■ Reading text ■
^^^^

- Parent company: Spaceship Collective
- Founded: 18 February 2015; 11 years ago
- Founder: Burna Boy
- Status: Active
- Distributors: Spaceship Publishing, Atlantic Records
- Genre: Various
- Country of origin: Nigeria
- Location: Lagos
- Official website: Onaspaceship.com
- Company
- Services: Music recording; Music publishing;
- Divisions: Spaceship Publishing

= Spaceship Records =

Record label in Nigeria

Spaceship Records (also known as Spaceship Entertainment or Spaceship), is a Nigerian-based record label founded by recording artist Burna Boy, as a flagship of Spaceship Collective. The label was launched in 2015, and is home to recording acts Nissi and Burna Boy. It also houses producers LeriQ and Telz. Artists formerly signed to the label include Bnxn.

^^^^

■ Stored rows ■

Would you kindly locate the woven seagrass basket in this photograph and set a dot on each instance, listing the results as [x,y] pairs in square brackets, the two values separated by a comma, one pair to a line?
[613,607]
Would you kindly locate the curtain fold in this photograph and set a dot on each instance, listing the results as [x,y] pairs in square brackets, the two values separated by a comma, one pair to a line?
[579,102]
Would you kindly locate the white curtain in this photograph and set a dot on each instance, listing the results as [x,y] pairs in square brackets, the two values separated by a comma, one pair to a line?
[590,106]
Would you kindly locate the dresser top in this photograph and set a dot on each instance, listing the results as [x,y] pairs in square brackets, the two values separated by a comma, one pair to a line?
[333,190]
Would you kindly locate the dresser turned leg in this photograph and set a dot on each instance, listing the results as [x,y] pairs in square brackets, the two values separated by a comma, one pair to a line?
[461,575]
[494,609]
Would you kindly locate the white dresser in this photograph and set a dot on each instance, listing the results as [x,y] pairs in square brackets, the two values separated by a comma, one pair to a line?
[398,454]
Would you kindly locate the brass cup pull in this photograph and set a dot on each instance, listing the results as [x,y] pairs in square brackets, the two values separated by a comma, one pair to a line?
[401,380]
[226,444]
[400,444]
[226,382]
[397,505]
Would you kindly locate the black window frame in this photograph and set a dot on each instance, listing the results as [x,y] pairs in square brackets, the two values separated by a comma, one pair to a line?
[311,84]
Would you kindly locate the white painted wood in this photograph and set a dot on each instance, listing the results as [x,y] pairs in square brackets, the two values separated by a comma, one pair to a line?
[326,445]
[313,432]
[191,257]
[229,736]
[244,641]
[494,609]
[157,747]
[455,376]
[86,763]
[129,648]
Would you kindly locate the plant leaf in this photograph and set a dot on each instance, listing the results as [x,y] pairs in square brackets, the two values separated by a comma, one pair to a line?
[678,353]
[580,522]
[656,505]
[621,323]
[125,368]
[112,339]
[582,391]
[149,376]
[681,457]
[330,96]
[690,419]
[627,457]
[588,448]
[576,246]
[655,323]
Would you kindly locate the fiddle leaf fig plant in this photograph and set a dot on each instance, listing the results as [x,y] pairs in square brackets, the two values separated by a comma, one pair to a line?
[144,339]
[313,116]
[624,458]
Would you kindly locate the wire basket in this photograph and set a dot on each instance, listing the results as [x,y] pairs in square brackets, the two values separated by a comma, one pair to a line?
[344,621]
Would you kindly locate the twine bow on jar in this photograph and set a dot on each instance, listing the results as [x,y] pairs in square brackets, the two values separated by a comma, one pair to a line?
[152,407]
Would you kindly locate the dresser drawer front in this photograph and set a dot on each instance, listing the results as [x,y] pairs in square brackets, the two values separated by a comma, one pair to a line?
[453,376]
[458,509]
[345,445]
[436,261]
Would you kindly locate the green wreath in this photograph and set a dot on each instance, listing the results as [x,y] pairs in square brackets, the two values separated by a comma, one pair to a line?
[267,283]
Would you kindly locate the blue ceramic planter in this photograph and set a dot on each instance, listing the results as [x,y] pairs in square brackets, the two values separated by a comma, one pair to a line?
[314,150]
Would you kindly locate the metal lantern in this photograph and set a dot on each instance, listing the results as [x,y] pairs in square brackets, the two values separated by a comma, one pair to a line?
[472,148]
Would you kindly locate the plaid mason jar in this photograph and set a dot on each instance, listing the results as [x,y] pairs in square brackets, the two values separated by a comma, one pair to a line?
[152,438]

^^^^

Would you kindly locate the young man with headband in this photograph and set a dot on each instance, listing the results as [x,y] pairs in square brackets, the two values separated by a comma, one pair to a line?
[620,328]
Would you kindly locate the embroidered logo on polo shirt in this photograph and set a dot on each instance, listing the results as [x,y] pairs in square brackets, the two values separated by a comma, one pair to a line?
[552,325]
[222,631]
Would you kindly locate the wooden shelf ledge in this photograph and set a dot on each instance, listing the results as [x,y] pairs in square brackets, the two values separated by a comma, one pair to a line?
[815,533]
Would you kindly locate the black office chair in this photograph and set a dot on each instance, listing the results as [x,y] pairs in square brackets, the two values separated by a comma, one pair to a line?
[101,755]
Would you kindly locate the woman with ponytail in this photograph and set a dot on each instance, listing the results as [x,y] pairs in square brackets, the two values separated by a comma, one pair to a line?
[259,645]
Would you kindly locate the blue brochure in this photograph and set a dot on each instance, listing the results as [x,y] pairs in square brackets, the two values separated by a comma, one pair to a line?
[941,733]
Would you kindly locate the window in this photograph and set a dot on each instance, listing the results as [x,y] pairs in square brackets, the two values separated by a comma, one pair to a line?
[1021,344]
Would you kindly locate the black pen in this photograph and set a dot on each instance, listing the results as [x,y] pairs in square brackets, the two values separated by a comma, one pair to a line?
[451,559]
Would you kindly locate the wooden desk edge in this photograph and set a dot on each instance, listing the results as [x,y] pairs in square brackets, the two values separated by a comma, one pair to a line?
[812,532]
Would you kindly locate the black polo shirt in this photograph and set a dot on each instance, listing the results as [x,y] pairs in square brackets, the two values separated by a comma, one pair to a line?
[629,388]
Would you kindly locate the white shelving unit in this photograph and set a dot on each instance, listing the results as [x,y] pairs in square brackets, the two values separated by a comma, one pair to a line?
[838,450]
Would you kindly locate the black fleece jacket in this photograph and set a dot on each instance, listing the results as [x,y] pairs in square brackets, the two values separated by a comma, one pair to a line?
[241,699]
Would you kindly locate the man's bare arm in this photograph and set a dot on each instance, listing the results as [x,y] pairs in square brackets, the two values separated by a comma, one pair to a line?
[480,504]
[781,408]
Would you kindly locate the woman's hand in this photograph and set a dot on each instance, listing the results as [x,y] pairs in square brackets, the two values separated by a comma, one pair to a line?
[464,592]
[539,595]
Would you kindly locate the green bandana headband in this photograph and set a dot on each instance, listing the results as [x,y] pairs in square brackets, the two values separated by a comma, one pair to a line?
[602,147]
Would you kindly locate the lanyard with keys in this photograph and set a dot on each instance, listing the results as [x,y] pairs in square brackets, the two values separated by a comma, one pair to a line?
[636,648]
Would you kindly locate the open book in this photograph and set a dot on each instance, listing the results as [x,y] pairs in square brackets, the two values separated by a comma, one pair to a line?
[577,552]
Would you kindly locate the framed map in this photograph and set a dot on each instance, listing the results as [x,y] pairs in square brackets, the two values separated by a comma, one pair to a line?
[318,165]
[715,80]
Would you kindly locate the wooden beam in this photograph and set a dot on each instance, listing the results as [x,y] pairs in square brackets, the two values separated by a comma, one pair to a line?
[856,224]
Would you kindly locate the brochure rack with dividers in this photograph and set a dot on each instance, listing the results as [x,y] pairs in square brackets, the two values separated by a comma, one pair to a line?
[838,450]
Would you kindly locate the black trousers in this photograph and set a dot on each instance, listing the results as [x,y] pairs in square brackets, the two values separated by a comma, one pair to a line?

^^^^

According to the Spaceship Records text, which producers does the label house? The entries are not needed for this work.

LeriQ and Telz.